#### Compito 1:
Riporta ogni riga dei record che contiene la parola "water", tenendo conto di maiuscole e minuscole.

#### Testo da leggere:
┄┄┄┄┄┄┄┄┄┄
Il ritorno del picco del petrolio




Da “PennEnergy”. Traduzione di MR

Di Colin Chilcoat

Il picco del petrolio è entrato nel nostro lessico nel 1956 e da allora ha dato vita a infinite discussioni sulla natura finita degli idrocarburi della nostra Terra. Nel mondo dell'energia, nessun altro fenomeno ha attraversato più di frequente il terreno fra rilevanza e obsolescenza. Tuttavia, l'idea in sé ha diverse interpretazioni. Il picco del petrolio è relativamente indipendente dal volumetotale delle riserve, che di fatto sono aumentate. Piuttosto, M. King Hubbert, il geologo americano che ha coniato il termine, si preoccupava dei tassi di produzione, che sono a loro volta influenzati da limiti politici, tecnologici ed economici. Mentre le previsioni di estrazione di Hubbert sono superate, il suo principale contributo (la curva di Hubbert) rimane ancor oggi significativo. La curva presuppone che la produzione regionale e/o globale di combustibile fossile segue nel tempo una curva a campana. Più specificamente, a seguito di una scoperta, la produzione aumenta esponenzialmente e infine raggiunge un picco, dopo il quale la produzione subisce un declino esponenziale analogo. Hubbert ha correttamente previsto il picco della produzione negli Stati Uniti, che è avvenuto all'inizio degli anni 70. Tuttavia, i progressi tecnologici hanno fatto strada ad un secondo picco statunitense ed ha aperto la porta ad un picco globale ritardato.

La rivoluzione dello scisto negli Stati Uniti ha riportato in auge la credenza diffusa nella longevità degli idrocarburi ed ha bloccato la crescita del settore dell'energia rinnovabile. La produzione di petrolio greggio statunitense è aumentata tutti gli anni dal 2008 ed alcuni attori dell'industria hanno sognano un occidente come l'Arabia Saudita. Ciononostante, una tale rinascita è probabilmente un'eccezione e non la regola.
┄┄┄┄┄┄┄┄┄┄
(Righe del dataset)
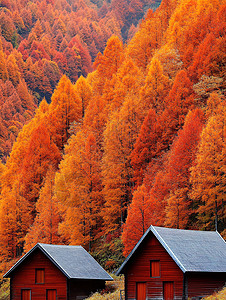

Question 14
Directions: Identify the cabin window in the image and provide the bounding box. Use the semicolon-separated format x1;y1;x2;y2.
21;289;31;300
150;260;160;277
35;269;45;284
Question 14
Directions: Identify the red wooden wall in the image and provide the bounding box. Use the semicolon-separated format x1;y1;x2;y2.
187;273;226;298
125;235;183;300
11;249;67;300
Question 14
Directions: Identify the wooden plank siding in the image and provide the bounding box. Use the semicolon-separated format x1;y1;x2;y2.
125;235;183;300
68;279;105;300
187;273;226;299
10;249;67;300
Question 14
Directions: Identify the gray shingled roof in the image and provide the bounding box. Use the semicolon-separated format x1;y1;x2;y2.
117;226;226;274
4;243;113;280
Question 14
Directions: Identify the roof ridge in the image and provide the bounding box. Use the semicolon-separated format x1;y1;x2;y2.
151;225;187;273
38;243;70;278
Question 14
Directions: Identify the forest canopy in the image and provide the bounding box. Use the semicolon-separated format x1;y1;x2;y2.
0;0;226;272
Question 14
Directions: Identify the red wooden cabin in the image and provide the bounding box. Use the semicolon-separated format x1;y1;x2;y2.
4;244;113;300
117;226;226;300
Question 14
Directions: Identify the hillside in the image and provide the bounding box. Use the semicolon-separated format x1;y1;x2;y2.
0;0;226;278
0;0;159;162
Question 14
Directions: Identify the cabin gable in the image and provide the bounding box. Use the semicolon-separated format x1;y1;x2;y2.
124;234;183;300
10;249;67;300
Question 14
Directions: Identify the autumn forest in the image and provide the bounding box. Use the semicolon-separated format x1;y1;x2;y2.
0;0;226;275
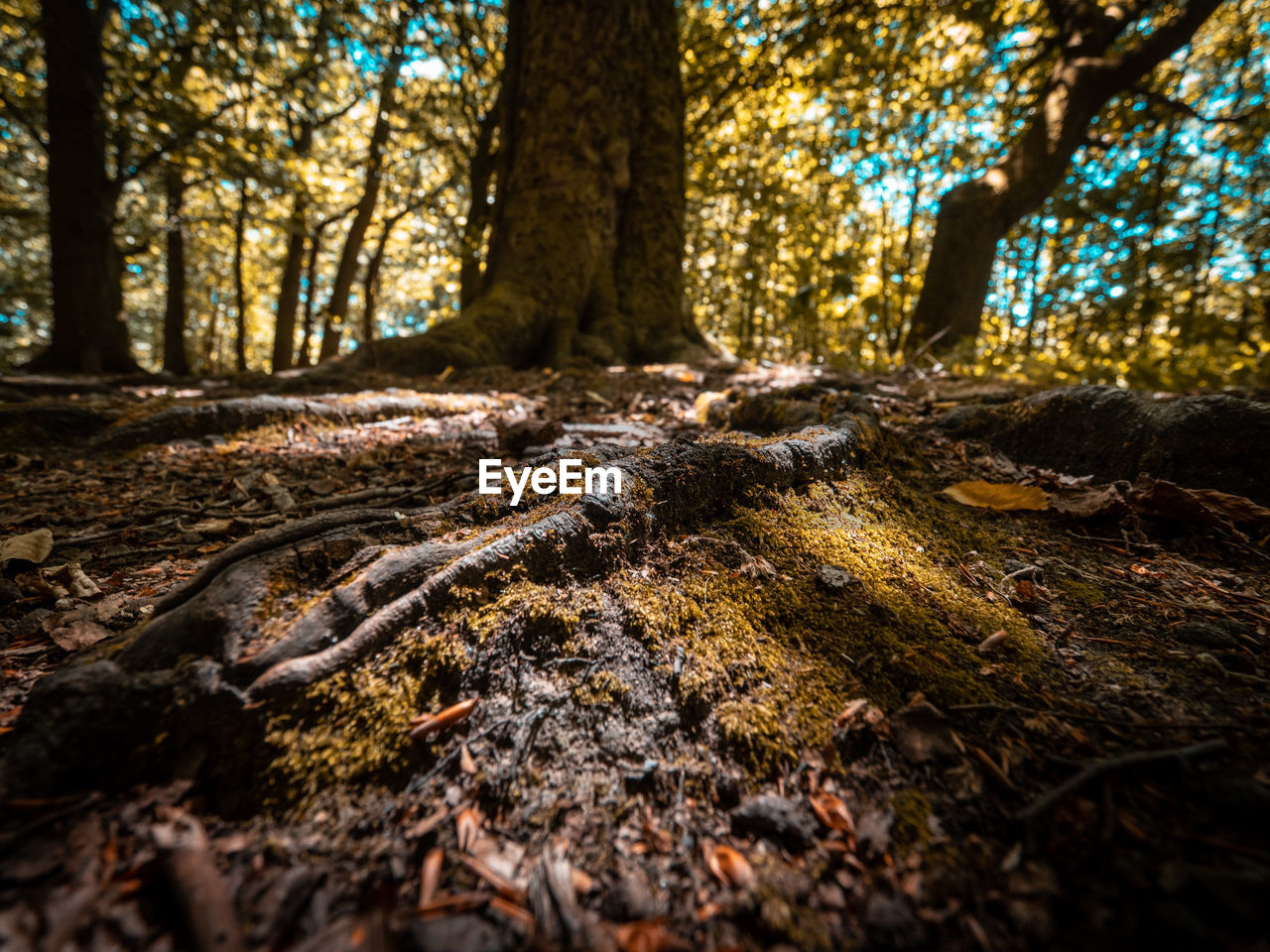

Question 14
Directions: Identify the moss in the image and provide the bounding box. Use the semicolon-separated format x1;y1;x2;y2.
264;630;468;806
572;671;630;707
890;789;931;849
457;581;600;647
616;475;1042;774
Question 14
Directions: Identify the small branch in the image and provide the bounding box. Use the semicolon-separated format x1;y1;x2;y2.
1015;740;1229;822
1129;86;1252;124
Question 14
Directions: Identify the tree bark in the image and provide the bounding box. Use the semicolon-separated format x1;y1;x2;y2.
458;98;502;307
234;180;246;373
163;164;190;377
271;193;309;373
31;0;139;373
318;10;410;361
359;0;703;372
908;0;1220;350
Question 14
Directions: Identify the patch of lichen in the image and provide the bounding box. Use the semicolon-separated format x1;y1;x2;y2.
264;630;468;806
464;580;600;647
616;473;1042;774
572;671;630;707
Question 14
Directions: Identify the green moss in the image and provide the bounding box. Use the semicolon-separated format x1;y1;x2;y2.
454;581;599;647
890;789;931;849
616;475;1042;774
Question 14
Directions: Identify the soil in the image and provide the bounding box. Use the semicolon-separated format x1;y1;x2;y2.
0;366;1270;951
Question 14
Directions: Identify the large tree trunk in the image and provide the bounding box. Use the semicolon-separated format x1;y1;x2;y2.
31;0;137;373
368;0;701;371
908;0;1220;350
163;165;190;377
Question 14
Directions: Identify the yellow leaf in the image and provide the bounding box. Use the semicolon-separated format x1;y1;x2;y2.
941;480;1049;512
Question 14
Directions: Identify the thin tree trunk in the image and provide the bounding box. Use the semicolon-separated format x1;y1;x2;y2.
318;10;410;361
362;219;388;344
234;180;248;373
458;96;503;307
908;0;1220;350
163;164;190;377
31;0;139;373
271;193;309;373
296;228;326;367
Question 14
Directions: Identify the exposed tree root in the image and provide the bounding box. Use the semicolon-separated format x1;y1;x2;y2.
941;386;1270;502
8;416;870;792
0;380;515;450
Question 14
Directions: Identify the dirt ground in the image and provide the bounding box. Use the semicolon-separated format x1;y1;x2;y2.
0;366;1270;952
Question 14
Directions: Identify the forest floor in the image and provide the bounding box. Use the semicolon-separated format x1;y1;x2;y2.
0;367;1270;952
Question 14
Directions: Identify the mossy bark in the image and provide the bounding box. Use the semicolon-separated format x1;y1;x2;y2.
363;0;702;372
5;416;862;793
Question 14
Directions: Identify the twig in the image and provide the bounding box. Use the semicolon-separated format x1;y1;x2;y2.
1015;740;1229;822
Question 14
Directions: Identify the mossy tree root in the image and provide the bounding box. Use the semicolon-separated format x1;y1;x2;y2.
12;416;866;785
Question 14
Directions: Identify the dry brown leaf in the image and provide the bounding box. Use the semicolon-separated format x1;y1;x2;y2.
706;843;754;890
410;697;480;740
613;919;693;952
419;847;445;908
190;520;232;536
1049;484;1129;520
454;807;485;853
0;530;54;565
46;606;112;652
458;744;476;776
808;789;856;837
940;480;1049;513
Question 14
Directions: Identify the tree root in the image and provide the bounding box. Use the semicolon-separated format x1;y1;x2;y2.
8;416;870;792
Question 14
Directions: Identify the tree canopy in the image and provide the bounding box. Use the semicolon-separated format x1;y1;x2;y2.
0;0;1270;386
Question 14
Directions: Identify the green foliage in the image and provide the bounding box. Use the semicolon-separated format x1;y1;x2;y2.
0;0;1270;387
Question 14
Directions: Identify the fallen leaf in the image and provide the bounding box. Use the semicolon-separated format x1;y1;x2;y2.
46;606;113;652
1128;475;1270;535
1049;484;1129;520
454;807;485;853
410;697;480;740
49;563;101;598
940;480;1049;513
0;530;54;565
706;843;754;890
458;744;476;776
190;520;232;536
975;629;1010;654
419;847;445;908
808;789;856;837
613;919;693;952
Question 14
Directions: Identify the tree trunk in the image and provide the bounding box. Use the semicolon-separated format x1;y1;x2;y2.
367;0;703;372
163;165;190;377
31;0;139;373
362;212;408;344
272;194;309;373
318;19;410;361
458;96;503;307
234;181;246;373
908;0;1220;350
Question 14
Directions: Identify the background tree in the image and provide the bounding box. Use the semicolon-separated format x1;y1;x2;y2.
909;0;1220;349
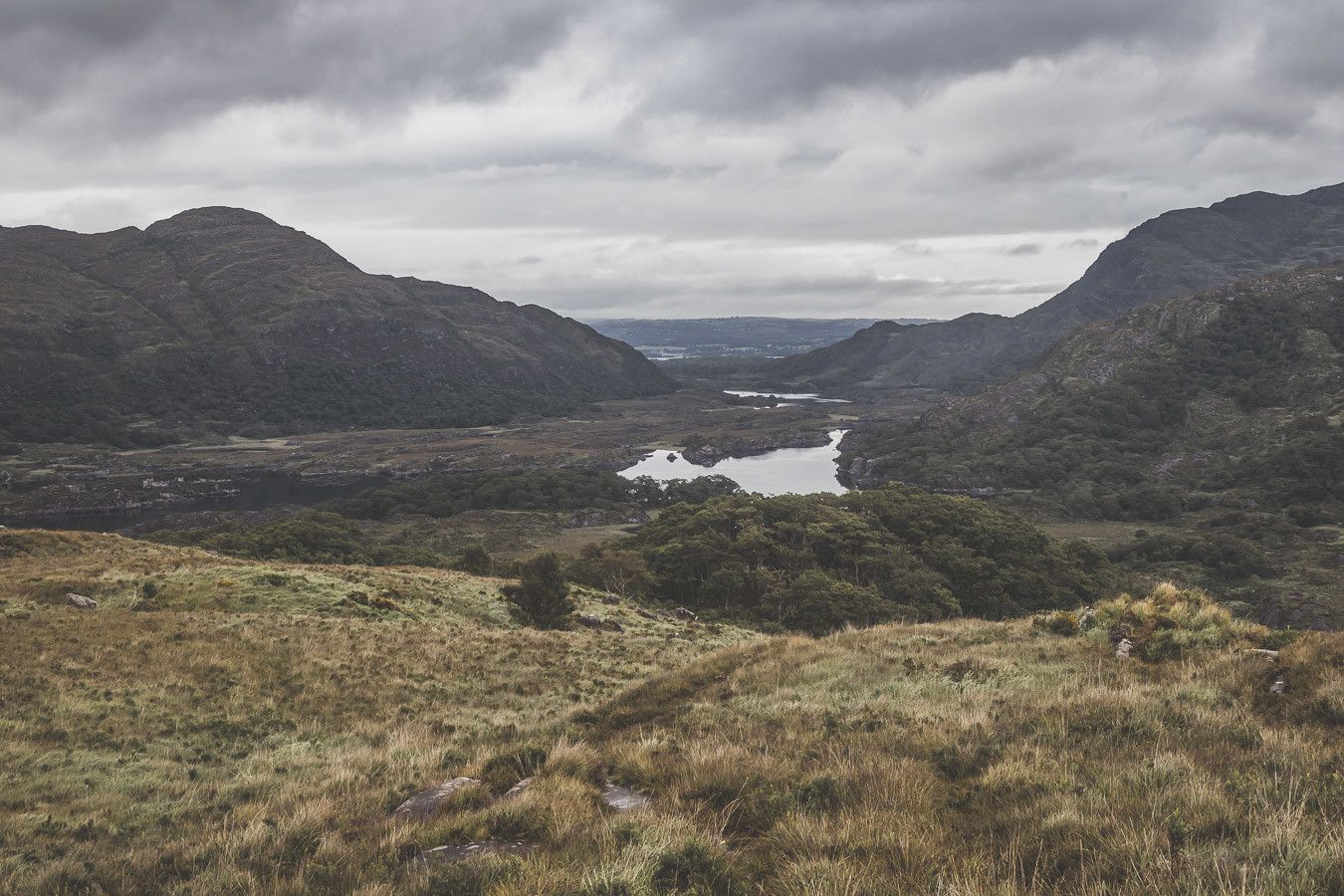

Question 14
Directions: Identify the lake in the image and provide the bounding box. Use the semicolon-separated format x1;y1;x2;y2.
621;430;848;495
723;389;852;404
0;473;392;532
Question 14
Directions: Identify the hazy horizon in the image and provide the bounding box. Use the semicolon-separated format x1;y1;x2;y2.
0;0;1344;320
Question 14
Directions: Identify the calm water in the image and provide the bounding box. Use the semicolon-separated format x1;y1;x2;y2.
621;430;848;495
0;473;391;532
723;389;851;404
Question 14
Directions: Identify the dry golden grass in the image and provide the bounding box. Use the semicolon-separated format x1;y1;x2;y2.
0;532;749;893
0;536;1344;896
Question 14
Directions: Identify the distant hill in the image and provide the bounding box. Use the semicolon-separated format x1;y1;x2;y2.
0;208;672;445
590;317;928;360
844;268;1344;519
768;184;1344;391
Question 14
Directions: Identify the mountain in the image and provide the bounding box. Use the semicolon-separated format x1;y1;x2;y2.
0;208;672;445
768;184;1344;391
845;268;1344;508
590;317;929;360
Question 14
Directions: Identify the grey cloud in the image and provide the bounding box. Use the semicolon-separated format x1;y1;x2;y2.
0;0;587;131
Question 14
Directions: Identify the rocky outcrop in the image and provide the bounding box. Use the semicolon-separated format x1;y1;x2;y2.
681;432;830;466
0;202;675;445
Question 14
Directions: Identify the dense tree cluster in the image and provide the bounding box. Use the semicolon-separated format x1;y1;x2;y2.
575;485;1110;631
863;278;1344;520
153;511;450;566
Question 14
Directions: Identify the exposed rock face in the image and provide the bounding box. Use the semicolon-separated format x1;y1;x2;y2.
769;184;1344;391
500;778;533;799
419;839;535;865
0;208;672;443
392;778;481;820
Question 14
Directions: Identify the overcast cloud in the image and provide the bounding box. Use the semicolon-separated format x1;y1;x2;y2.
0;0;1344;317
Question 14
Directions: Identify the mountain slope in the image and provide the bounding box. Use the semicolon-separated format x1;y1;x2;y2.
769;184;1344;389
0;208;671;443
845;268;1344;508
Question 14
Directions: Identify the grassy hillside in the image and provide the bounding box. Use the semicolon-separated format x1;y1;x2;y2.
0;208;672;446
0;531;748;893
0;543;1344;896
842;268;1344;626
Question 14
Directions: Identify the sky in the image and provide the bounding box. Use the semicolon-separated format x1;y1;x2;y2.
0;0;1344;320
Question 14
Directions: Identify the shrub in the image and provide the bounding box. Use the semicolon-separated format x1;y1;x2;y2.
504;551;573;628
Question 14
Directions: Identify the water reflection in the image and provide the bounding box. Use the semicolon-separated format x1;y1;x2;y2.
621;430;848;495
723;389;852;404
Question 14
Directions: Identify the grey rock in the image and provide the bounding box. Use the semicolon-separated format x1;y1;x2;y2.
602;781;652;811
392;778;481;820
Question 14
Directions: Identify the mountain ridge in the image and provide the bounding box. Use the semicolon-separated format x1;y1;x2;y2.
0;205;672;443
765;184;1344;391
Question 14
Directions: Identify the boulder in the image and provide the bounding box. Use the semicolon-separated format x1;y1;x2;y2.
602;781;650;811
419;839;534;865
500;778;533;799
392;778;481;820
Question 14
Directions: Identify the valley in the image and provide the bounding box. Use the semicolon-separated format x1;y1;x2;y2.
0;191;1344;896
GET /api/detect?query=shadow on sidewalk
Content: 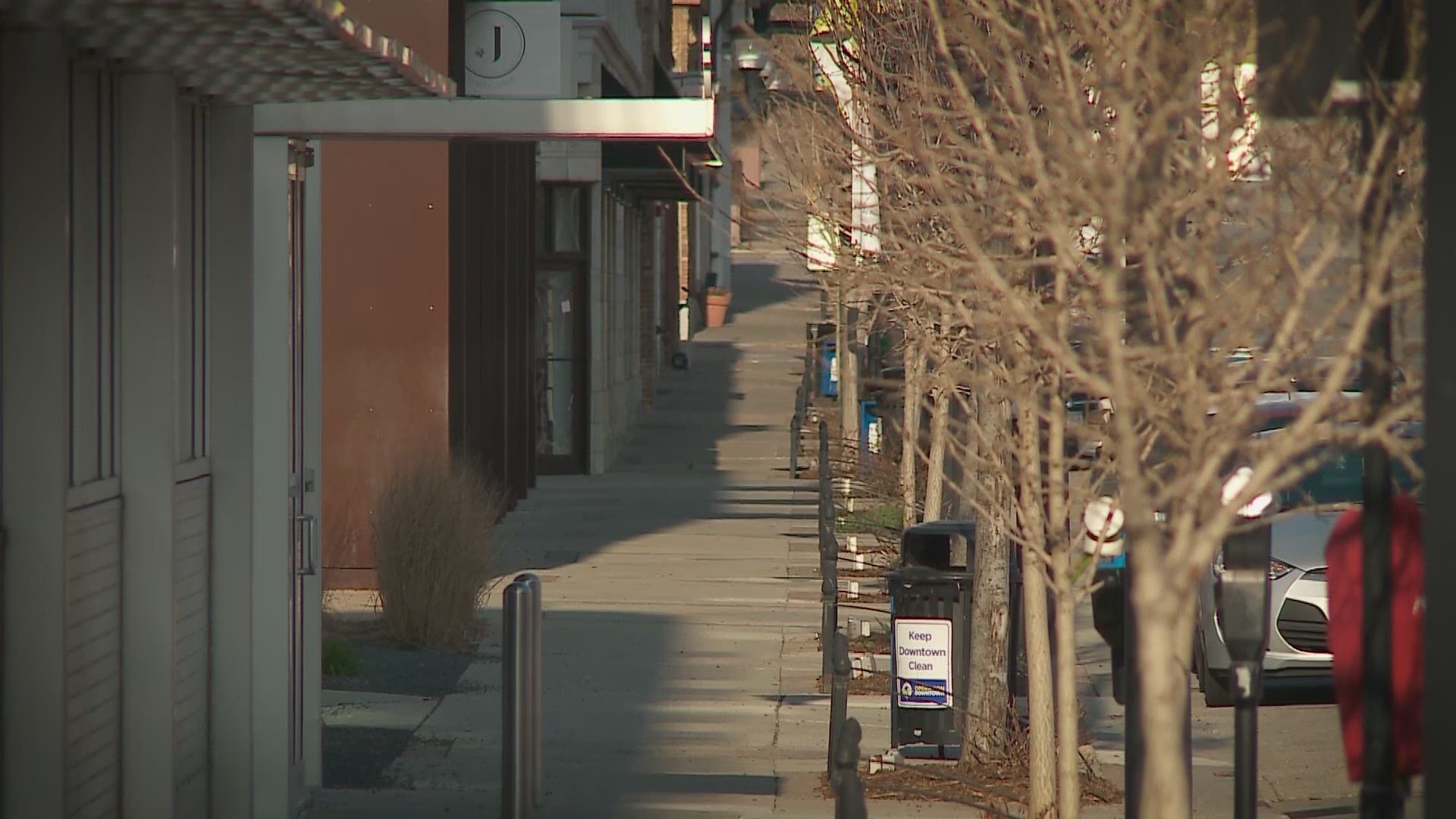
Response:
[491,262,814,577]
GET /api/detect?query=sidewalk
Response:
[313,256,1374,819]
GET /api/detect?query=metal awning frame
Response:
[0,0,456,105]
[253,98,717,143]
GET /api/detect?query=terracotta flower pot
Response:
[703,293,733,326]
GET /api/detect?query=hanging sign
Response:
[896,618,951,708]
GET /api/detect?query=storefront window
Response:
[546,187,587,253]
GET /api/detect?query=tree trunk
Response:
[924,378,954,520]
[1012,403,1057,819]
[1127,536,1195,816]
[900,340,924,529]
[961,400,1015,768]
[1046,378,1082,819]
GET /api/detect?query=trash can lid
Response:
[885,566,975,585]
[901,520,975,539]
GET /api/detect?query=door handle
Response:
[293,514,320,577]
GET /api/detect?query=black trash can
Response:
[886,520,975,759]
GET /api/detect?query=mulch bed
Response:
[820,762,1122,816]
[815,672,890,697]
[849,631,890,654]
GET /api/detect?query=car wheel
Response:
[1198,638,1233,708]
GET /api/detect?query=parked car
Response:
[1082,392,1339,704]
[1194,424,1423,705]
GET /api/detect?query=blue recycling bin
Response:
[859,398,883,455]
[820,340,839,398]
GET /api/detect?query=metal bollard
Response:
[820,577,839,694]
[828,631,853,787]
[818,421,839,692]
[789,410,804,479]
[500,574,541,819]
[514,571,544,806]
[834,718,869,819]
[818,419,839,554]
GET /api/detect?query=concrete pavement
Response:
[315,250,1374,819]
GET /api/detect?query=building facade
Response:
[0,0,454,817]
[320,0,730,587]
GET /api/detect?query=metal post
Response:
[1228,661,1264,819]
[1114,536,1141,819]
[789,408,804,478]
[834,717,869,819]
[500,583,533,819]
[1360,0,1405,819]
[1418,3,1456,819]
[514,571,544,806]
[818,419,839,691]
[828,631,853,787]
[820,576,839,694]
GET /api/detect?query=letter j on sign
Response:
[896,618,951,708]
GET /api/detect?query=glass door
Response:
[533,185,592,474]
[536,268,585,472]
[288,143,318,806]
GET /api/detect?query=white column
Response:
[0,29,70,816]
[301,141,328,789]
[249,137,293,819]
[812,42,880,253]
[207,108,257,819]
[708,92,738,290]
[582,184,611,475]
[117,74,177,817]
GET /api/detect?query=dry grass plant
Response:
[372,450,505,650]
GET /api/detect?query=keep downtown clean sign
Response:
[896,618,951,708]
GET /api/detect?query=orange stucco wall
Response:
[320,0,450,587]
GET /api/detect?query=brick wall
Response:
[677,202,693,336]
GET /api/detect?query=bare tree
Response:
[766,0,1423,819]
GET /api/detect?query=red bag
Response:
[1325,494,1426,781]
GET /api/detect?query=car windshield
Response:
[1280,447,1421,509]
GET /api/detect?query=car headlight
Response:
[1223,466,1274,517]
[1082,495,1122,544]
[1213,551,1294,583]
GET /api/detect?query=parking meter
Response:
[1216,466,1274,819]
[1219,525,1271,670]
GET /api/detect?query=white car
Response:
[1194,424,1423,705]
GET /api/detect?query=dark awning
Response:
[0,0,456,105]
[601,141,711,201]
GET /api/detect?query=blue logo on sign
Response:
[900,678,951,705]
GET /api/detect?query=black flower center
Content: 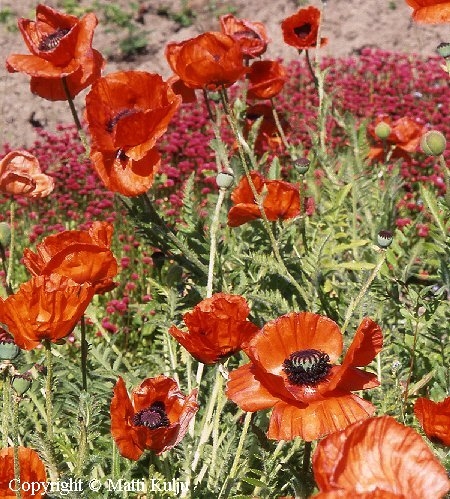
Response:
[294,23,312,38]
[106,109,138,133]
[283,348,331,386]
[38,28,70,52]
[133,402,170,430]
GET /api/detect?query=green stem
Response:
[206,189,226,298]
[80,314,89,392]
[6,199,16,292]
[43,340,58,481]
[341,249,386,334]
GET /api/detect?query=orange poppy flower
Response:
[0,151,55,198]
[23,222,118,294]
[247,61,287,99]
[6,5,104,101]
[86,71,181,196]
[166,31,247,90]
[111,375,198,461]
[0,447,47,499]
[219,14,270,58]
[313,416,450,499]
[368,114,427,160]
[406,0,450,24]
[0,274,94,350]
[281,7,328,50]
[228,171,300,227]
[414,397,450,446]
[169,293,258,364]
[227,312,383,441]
┄┄┄┄┄┄┄┄┄┄
#### Compito 2:
Per ciascuna affermazione indica se concorda con il testo sul picco del petrolio, rispondendo sì o no e citando le parole del testo che lo stabiliscono. (a) Il termine "picco del petrolio" è stato coniato da M. King Hubbert. (b) Le riserve totali di petrolio sono diminuite. (c) Il picco della produzione negli Stati Uniti è avvenuto alla fine degli anni 80.

#### Risposta scritta 1:
Directions: Identify the calm water in the image and provide the bounding box. Use the semicolon-separated format x1;y1;x2;y2.
Directions: Identify the water reflection in the image and provide the bounding box. Use the semicolon-separated format x1;y1;x2;y2.

#### Risposta scritta 2:
(a) Sì: "M. King Hubbert, il geologo americano che ha coniato il termine".
(b) No: "che di fatto sono aumentate".
(c) No: "che è avvenuto all'inizio degli anni 70".